When promoting a brand you have a few ways to go, you are appealing to a unique niche, you are best in class or you are cheaper. If you are offering something unique, you are not competing on price. If the market is competitive you are left with quality or price. Unless you are willing to fight on price, a war no one wins, then you are left with quality.
Quality is rarely if ever associated with fast and cheap, but it has kept company with slow and expensive.

Which would you rather be, fast & cheap or slow & expensive?

Image: A yacht in Lorient, Bretagne, France (Photo credit: Wikipedia)

Share

0 responses to “Slow and Expensive

  • Gosh, this really made me think about some past experiences. I am more a slow and expensive. I think of it more as good value. I say that because sometimes the cheaper something is, the more expensive it can be in the long run. I have seem this in action way to many times on personal level and of corse in government expenditures. 🙂

  • Hey Debra,

    I think the old saying that you get what you pay for rings true in this case. Granted I think it depends on what exactly you’re talking about because a lot of what you shared here I can’t imagine anyone really being that interested but then again, I’m probably dead wrong.
******************************
Please extend the post on slow and expensive branding, picking up right after its final sentence.

◆ Items listed in a dataset ◆
******************************
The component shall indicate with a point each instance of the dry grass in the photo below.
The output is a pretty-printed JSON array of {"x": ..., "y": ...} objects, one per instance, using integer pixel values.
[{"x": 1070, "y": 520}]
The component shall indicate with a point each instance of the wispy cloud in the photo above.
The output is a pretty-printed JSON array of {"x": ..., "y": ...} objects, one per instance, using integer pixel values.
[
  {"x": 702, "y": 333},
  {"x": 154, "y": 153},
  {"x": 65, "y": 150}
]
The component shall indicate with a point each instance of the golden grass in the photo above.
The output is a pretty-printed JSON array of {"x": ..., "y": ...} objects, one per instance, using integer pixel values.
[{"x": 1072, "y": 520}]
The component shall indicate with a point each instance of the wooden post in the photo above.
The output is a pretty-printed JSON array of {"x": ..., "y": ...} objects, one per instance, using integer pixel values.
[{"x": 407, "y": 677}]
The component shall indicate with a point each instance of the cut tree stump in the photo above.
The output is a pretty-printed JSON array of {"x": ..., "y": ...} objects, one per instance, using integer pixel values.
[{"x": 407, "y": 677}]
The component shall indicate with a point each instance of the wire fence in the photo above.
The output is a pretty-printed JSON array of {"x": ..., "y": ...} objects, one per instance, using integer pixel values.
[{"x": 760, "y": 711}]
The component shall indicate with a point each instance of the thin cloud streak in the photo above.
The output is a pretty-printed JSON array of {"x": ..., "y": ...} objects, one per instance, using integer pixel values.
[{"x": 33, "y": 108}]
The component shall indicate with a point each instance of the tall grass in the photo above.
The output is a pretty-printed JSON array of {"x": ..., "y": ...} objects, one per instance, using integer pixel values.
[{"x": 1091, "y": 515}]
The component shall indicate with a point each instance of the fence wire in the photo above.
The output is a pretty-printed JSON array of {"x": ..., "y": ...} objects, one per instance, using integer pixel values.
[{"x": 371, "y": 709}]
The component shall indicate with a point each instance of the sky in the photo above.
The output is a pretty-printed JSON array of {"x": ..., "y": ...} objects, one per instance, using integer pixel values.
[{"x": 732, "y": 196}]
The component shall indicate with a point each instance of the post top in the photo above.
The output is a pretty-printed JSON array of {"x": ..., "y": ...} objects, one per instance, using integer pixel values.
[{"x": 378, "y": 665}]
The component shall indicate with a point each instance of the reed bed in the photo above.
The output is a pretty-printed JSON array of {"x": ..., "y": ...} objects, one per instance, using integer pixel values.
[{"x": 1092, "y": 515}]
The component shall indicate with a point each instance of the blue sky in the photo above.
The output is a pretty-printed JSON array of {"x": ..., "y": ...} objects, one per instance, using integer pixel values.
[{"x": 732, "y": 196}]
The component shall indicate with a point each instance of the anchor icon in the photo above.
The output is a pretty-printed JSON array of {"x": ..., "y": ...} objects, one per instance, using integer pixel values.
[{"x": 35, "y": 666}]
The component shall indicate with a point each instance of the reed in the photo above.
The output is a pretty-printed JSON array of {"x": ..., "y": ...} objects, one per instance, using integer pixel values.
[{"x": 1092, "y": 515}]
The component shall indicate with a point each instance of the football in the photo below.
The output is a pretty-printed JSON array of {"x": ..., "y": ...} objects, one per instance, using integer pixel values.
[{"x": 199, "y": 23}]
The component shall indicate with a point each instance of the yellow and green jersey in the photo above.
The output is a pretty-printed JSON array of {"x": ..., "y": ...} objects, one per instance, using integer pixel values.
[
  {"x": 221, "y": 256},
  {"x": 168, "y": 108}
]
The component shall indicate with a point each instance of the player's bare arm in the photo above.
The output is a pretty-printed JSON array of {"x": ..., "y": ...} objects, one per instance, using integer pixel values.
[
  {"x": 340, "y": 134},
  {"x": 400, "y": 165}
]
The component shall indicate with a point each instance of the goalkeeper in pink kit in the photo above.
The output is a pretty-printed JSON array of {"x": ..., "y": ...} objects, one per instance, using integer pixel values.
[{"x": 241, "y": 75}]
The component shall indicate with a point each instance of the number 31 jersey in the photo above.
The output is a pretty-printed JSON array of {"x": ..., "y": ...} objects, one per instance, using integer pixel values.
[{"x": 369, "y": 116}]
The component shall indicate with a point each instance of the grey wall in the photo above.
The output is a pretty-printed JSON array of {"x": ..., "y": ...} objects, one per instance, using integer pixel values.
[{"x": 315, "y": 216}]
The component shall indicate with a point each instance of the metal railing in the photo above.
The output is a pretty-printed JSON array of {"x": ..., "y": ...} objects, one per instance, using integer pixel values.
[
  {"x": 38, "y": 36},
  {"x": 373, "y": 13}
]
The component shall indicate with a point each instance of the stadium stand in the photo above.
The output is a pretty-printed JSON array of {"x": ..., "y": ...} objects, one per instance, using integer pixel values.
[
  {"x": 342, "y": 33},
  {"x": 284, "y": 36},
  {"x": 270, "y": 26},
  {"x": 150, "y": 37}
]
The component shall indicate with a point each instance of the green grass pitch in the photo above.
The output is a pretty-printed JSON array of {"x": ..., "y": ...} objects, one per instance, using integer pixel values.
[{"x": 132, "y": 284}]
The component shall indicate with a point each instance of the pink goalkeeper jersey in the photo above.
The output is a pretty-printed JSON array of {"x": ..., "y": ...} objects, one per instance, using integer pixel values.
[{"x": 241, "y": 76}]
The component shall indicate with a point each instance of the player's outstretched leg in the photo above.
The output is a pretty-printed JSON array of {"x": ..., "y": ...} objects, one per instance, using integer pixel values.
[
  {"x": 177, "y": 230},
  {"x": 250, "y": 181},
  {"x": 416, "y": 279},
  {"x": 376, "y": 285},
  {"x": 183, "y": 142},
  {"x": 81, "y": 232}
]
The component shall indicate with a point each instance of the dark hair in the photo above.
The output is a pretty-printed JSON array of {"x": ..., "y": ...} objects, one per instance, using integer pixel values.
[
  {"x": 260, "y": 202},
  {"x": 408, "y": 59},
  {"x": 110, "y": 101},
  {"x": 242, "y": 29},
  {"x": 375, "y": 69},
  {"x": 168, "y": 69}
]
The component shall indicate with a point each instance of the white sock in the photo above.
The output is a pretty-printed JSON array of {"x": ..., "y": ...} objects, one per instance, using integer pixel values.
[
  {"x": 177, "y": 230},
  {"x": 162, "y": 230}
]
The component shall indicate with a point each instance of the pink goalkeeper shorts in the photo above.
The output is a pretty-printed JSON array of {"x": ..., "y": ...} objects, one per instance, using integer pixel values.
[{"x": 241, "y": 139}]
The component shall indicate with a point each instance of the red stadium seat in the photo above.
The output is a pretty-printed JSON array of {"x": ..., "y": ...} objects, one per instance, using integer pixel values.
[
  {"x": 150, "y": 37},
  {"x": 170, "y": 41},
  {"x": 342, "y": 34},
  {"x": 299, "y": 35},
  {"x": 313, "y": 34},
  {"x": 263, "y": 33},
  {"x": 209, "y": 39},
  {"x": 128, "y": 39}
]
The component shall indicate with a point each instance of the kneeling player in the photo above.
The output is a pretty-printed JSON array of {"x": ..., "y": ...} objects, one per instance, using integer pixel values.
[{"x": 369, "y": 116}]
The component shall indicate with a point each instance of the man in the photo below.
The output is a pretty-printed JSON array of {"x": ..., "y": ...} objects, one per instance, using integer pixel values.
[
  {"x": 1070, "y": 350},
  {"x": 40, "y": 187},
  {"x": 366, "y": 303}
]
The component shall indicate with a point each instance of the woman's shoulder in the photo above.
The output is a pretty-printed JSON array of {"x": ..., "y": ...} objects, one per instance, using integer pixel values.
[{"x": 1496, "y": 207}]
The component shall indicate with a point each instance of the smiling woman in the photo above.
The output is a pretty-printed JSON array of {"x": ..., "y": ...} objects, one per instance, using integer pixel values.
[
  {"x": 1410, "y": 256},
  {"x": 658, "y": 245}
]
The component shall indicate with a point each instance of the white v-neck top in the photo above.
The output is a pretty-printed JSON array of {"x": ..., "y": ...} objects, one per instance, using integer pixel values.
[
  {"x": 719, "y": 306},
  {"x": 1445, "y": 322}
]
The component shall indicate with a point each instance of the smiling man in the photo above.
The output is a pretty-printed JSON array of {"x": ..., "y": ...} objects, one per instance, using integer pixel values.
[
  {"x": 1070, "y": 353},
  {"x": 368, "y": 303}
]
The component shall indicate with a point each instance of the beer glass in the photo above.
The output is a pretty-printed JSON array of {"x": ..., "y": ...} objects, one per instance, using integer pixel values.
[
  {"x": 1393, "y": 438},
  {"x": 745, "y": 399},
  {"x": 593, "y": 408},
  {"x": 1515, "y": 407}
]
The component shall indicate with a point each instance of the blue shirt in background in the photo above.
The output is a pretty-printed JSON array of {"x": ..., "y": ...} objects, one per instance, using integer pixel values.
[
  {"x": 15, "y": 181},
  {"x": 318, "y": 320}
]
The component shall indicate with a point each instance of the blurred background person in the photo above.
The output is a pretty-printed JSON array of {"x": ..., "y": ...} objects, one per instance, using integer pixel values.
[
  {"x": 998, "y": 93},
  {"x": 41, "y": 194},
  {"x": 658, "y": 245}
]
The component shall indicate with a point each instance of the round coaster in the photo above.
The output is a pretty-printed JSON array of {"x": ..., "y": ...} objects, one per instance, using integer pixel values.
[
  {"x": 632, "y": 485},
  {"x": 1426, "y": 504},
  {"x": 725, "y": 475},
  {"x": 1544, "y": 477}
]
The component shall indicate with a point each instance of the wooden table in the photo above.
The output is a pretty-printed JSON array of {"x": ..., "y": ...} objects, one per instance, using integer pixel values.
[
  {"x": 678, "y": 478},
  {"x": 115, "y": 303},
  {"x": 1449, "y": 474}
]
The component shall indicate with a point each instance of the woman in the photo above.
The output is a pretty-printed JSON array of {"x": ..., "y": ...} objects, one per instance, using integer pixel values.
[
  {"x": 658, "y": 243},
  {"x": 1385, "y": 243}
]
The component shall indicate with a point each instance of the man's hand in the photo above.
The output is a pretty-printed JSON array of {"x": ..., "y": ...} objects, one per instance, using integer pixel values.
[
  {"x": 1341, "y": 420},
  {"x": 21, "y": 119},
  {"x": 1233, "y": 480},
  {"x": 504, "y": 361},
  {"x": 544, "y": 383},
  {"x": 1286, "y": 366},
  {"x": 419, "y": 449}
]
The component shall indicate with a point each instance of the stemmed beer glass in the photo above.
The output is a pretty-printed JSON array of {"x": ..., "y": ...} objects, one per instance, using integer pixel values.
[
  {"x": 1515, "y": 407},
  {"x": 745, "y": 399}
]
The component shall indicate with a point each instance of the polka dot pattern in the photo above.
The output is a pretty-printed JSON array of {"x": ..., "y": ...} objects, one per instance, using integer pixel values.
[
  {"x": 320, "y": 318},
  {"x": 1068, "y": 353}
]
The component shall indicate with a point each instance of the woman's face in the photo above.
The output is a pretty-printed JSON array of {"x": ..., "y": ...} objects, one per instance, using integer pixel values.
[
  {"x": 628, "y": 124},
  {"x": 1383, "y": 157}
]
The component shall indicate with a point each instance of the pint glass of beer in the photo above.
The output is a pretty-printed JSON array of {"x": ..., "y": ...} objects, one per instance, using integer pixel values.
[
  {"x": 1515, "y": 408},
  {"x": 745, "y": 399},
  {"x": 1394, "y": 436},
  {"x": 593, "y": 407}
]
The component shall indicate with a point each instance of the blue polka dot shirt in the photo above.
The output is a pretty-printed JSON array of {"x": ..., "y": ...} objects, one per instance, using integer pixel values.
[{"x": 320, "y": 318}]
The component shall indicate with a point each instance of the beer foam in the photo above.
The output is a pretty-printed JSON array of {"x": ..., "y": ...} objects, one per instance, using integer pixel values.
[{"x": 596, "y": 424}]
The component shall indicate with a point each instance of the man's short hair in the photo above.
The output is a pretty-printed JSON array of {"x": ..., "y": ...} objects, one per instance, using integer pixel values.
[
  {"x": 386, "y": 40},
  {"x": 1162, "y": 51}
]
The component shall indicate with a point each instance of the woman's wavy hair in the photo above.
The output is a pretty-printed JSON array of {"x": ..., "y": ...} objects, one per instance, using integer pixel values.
******************************
◆ TASK OUTPUT ◆
    Just like us building our business online, these things take time. Go the cheap route and you’ll be spending more time and money then intended because of that very reason. Speed up the process and you won’t get your desired results.

    For this instance I couldn’t agree with you more. To go buy a cheap set up jacks so I can play on the floor, no problem. I take cheap any day. 😉

    ~Adrienne

  • Hello Madam Debra,
    With things taken on different dimension in our current world, everything has now become more or less like a rush without when to actually stop unless there is red signal on the the traffic light.
    What is the use of fast and cheap when there is a cruise with comfort-ability?

  • I am usually very happy to pay ‘something more’ if there’s quality behind. There are some products/services for which we can’t leave aside quality.

  • I think there is a time for slow and a time for fast. I don’t know that the choice is between cheap and expensive for me, but rather comes to down to value – quality at a reasonable price. Sometimes I am prepared to pay a lot for high quality. Other times I don’t need a high quality item. As for my own work, I care about the quality of it and if that takes time, it takes time.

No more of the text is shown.